── SUPPLIED RECORDS

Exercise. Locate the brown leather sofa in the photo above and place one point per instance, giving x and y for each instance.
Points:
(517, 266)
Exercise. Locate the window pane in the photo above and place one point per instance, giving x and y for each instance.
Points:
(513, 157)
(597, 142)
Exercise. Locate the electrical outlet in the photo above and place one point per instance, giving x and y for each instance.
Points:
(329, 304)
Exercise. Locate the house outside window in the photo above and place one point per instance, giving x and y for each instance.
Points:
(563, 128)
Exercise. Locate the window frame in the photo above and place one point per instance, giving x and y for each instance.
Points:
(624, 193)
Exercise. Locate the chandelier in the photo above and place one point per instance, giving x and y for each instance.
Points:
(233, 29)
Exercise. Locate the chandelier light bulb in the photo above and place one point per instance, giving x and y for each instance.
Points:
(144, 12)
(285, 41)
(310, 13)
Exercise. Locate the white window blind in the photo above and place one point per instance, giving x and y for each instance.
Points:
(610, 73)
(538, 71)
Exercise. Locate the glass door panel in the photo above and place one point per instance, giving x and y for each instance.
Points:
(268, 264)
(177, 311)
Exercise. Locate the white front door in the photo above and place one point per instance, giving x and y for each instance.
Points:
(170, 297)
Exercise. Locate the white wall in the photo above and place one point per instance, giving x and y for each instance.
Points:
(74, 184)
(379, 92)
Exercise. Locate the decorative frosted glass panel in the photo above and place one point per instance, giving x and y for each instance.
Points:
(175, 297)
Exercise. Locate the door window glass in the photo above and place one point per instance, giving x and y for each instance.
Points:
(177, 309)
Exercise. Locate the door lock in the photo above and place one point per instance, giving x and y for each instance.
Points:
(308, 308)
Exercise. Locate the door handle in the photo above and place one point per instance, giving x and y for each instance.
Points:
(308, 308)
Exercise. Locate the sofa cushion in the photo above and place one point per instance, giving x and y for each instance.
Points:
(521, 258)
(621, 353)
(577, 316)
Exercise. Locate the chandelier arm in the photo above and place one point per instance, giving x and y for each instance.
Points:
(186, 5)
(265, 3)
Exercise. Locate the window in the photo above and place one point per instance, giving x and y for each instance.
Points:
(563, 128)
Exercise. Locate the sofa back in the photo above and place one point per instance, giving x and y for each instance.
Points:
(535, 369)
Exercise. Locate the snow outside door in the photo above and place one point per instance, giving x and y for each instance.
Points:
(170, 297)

────

=== WHAT IS NEEDED ===
Every line of the data must appear again in the answer, exactly as written.

=== WRITTEN REPLY ===
Exercise. Locate the brown leather sofa in the photo above and place one point per instance, giving x and y for each instance.
Points:
(517, 266)
Exercise. Locate the window pane in the photo above and place one point per instance, giving x and y for each instance.
Points:
(513, 157)
(597, 142)
Exercise. Locate the electrical outlet in the photo above and place one point per instance, giving x and y for each instance.
Points:
(329, 304)
Exercise. Locate the house outside window in the photo above and place one point per instance, giving x and y for each instance.
Points:
(563, 128)
Exercise. Locate the window frame in the photo above and place one point per instance, giving x and y for each instance.
Points:
(624, 193)
Exercise. Locate the chandelier in the photo above and place one point per instance, giving x and y for each instance.
Points:
(233, 29)
Exercise. Locate the chandelier light bulb in the photo above and place one point per instance, giving x and y for each instance.
Points:
(144, 12)
(285, 41)
(310, 13)
Exercise. Locate the white window blind in the photo above and place one point per instance, giving x and y for each instance.
Points:
(610, 73)
(538, 71)
Exercise. Locate the glass door panel in the photo above and place one point per instance, giving x and y for each instance.
Points:
(268, 264)
(177, 311)
Exercise. Locate the white front door in the photo above and place one point per instance, giving x and y for each instance.
Points:
(170, 297)
Exercise. Locate the white wall in the photo above and place one point per instance, giving x and y for each instance.
Points:
(74, 184)
(379, 92)
Exercise. Locate the decorative frosted glass panel in the photo above and place one point per instance, giving x and y for each instance.
Points:
(175, 297)
Exercise. Locate the door window glass in the photo above and place one point per instance, giving x and y for each instance.
Points:
(177, 309)
Exercise. Locate the door lock in the photo above and place one point per instance, giving x and y for each instance.
Points:
(308, 308)
Exercise. Locate the door handle in the photo above and place one point per instance, giving x and y for each instance.
Points:
(308, 308)
Exercise. Locate the sofa cushion in the photo above and place one point per instance, giving x and y for each instance.
Points:
(521, 258)
(621, 353)
(577, 316)
Exercise. Locate the chandelier arm in the photo above and place one point per instance, giving x and y for each instance.
Points:
(186, 5)
(265, 3)
Exercise. Locate the window in the photo above and place one point per instance, giving x and y for each instance.
Points:
(563, 128)
Exercise. Locate the sofa back in the photo above and place one point per instance, giving x and y for each instance.
Points:
(535, 369)
Exercise. Locate the snow outside door in the photo above and place one point per instance, giving x and y for each instance.
Points:
(170, 297)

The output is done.